Written tasks
a. In one to three sentences, explain why the writer of the audio show report felt both jealous and embarrassed on walking into the VK Music room.
b. Write the next part of the audio show report, picking up right after its final sentence.

Document text
________________
Herb's Third Report from CAF

Throughout the 1990s, whilst I imported Audio Note products from the UK and Japan (now called Kondo), I longed to simplify my life and add more Zen to my lifestyle: I just wanted to import high quality tube-amp kits from Asia and Europe. But alas, the Great Force had other plans for me.

When I walked into the VK Music room, I was jealous and embarrassed. I was jealous, because obviously VK Music's Victor Kung was doing something I admire; I was simultaneously embarrassed that I had never heard of his British Columbia-based operation. Not only that, I was jealous because his TU-8600 single-ended 300B stereo amplifier kit ($1185 w/o tubes) looked even better than the ones I imagined importing.

I auditioned the TU-8600 with the $585 Lundahl transformer upgrade. It was driving the German made AER BD-1 full-range drivers ($5000/pair); mounted on custom transparent open baffles (NP) and sourced by a Kazutoshi Tsukahara-designed Sparkler Audio model S503 "Spiral" CD player/transport ($1750).

My jealousy amped up even further as I let out my breath and enjoyed the vividness and (no pun) transparency of "Waltz For Debbie" by Diana Panton. I asked the guy sitting next to me what he thought. He said he was totally impressed, but pointed out that the AER speakers were rolling off very quickly below 200Hz. I agreed, but reminded him that these full-range drivers appeared to reach cleanly and beautifully into that rarified 10–20kHz octave that most full-range drivers only speculate on.

Overall, this was a truly impressive Zen-type system; maybe only a subwoofer shy of greatness.

I always become anxious when I sit through one of Ted Denney's 15-minute Synergistic Research demonstrations. It is not that the sound is not good. The sound is always very good—but only in a very hi-fi audiophile sort of way. It is not that the demonstration is not effective—it clearly shows easily audible degradations as each of a battery of SR room treatments ($249—$3495 each) are subtracted—and then improvements as they are reintroduced. The Synergistic stuff—including the PowerCell 12 UEF SE power conditioner ($6495)—seem to work as advertised. But to what end? Where's the beautiful music? Thirty-second soundbites being played over and over so the audience can compare one sound to another are my idea of a bad way to spend my time.

Synergistic's good-sounding stereo system consisted of a Berkeley Alpha DAC Reference series 2 MQA with Alpha USB Module ($21,395.00) and an Aurender N10 Music Server ($8000), a Solution 520 Preamp ($25,000), a Solution 511 stereo amplifier ($35,000), and Magico S5 Mk.II loudspeakers ($38,000/pair). The total cost of this base system (by others) is $133,890. That is without the $100,000+ worth of Synergistic Research racks, shelves, grounding , cables, and acoustic treatments—which the demo demonstrated were needed to sound really good. (Each Synergistic Research SR25 Limited Edition AC power chord cost $20,000.) Can you see why I become anxious?
________________
Provided material
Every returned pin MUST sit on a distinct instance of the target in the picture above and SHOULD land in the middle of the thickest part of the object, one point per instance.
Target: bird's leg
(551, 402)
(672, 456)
________________
Answers to the exercises
a. The writer was jealous because VK Music's Victor Kung was doing something the writer admires, and because his TU-8600 single-ended 300B stereo amplifier kit looked even better than the kits the writer had imagined importing. The embarrassment came from never having heard of Kung's British Columbia-based operation.

b.
In an effort to cool my surging proletarian jets and subdue my anxiety, I ran from the Synergistic Research room to the room of the more scruffily dressed Washington DC DIY HIFI people. They know I am a scruffy rat-rodder (not a Porsche guy) so they welcomed me with big smiles and flannel shirts.

The DC DIY guys live in a completely alternative reality where almost nothing is for sale. They probably never even heard of Synergistic Research, and if they did, they probably went home and tried to make their own Home Depot versions of Mr. Denney's inventions.

In this room, they were serving water and snacks—not lectures or pedagogy. The only "product" that was actually for sale were the $25,000 "Egg" speakers that appeared to be a distillation of all their received wisdom about speaker building. Everything else in the system (except the Creek Evolution 100A integrated amp (used as a preamp) including the Mirror Image Audio T-1.15, class-D, "Cherry Bomb" amplifier (NP) was made by a member of this long standing DIY club.

When I say "everything else" I mean everything, including the Essential Source power cables, the custom (by David Raden) interconnects, the custom loudspeaker cables by Tom Penazucca, and, even the stunning recordings they played were by club member, Warren Bernhardt.

How would this system compare to a big oligarch system? How did it compare to the best sounds at CAF 2017? I thought it was fast and clear and precisely detailed but maybe a little rough and forward (they were playing it way too loud) but damn man (!!!) it equaled 52% of the gazillion-dollar system at 5.2% of the price. Think Chevys and kakis vs $5k tailored suits and low, shiny cars. Think sparrows vs eagles. Conclusion: I'm a sparrow.

Let's get even more humble and really good—both at the same time. I have always been a fan of Dan Clark's organic-sounding, down-to-earth designs for his own company, MrSpeakers. Who hasn't enjoyed his $1799.99 Ether Flow headphones? But now Dan has two very sexy-looking new models called Aeon (closed) and Aeon (open) and both cost only $799. I say "only" because the finely formed liquid quality their sound suggests they should cost three times that much.

I listened back and forth (between closed and open) alternating between the $11,288 Chord DAVE D/A headphone amp and the just-clear-and-glorious-sounding Ampandsound Kenzie Encore single-ended tube amplifier ($1650) connected to an Aurender N100H music server ($2995).

The MrSpeaker Aeon open and closed look very similar (only the grills are different) so at one point I started forgetting which I had on—they both had a powerful way of connecting me to the music program without forcing the sound on my attention. When I realized I didn't know which I was listening to, I started paying extra attention to how each one sounded. They were both exceptionally relaxed but yet solid and detailed. Both imaged very precisely. In the end, it was a noisy CanMania room and therefore, the sound of the closed design was the most appealing. I look forward to spending more time with both Aeons and the Ampandsound Kenzie.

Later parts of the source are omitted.